▸ **Selection**:

Nope, no luck. No dmesg
logs either.
It's possible (and pretty likely) that subsequent HGON/DSM calls don't actually do anything, so the dmesg log may be misleading. Can you try to run acall "\_SB.PCI0.RP05.HGOF"
and then acall "\_SB.PCI0.RP05.HGON"
and look at the log? That should basically power-cycle the dGPU.
$ acall "\_SB.PCI0.RP05.HGOF"
0x1called
$ acall "\_SB.PCI0.RP05.HGON"
0x0called
$ lspci -nn | grep -i nvidia
It's interesting, the HGOF returns what @kitakar5525 got when they ran HGON as the return message (0x1), but my HGON just gets 0x0. I also get a delay between the HGON message and the return value but the HGOF is instant. No dmesg logs from either command.
$ time acall "\_SB.PCI0.RP05.HGOF"
0x1called
real 0m0.069s
user 0m0.004s
sys 0m0.010s
$ time acall "\_SB.PCI0.RP05.HGON"
0x0called
real 0m6.052s
user 0m0.005s
sys 0m0.150s
Hmm, I guess you'll have to trace through the methods to figure out where things are going wrong. For example, the HGON call could time out for some reason: https://github.com/linux-surface/acpidumps/blob/master/surface_book_1/dsdt.dsl#L18189. Probably also a good idea to add some debug prints to check when and what is being sent to the EC (https://github.com/qzed/linux-surface-sam-hid/blob/master/patches/5.1/0001-Add-quirk-for-Surface-SAM-I2C-address-space.patch#L184).

▸ **Supplied material**:
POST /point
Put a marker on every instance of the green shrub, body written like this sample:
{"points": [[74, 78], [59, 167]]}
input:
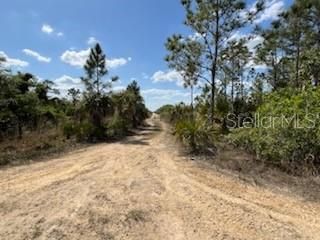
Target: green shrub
{"points": [[195, 135], [293, 143], [85, 131], [117, 128]]}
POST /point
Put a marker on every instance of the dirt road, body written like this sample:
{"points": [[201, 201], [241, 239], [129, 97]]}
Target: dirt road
{"points": [[142, 188]]}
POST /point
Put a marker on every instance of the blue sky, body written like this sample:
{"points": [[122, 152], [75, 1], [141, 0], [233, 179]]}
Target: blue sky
{"points": [[50, 38]]}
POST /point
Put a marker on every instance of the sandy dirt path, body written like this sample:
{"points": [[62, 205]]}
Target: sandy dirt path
{"points": [[141, 188]]}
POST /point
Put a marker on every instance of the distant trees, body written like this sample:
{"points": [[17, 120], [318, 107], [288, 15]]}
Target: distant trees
{"points": [[279, 77], [28, 104], [213, 23]]}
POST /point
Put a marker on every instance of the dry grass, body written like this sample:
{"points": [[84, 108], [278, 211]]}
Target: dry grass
{"points": [[32, 146]]}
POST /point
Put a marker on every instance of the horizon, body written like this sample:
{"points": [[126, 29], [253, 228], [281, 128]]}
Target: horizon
{"points": [[132, 35]]}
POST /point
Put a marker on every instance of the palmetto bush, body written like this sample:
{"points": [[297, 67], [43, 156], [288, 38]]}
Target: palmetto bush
{"points": [[293, 143], [195, 135]]}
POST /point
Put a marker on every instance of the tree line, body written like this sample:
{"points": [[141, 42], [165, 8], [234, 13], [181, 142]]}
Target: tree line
{"points": [[94, 114], [233, 90]]}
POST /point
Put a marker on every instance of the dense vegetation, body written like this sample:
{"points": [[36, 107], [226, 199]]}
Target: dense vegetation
{"points": [[236, 95], [32, 107]]}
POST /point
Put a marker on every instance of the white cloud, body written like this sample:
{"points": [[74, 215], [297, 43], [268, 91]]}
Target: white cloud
{"points": [[168, 76], [36, 55], [145, 76], [65, 82], [46, 28], [117, 62], [92, 40], [12, 62], [271, 12], [195, 37], [74, 58], [79, 58]]}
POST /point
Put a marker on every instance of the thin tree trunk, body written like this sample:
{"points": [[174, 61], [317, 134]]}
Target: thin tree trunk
{"points": [[214, 65], [192, 107]]}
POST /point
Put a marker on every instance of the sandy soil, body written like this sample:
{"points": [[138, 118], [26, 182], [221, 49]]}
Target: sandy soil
{"points": [[142, 188]]}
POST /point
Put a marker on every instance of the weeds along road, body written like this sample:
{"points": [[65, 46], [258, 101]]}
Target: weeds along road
{"points": [[141, 188]]}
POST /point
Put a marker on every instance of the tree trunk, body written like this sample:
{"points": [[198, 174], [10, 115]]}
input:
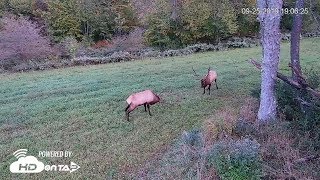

▸ **Required tasks**:
• 1. Translate this sentence from the dGPU thread into Spanish: "That should basically power-cycle the dGPU."
• 2. In the dGPU thread, what real time did the timed HGON call report?
• 3. Carry the dGPU thread on from its last sentence.
The records have no part in this work.

▸ **Answers**:
• 1. Eso debería, básicamente, apagar y volver a encender la dGPU.

• 2. 0m6.052s

• 3.
You could maybe also try a two-button reset (hold power and volume-up button) to make sure that it isn't any firmware bug. But I kind of doubt that that's going to help here.
I will give this a crack over the weekend and see what I come up with. I suspect it's not a firmware bug, since the dGPU works on Windows, but who knows?
Hi @richardcq, for my SB1, dGPU will appear after calling \_SB.PCI0.RP05.HGON
.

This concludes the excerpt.